::: Records shown :::

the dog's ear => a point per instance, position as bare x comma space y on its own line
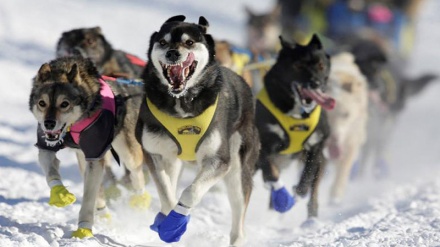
97, 29
315, 42
203, 23
347, 87
43, 73
178, 18
285, 44
249, 12
150, 48
73, 75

:::

> [Directions for this task]:
Swap "dog's ear" for "cat's ear" throughout the items and reproduce their lines with no other changes, leaving out the pictures.

> [Correct response]:
the cat's ear => a point per instance, position as bare x comma space y on its own line
97, 29
315, 42
203, 23
347, 87
43, 73
178, 18
285, 44
249, 12
150, 48
73, 75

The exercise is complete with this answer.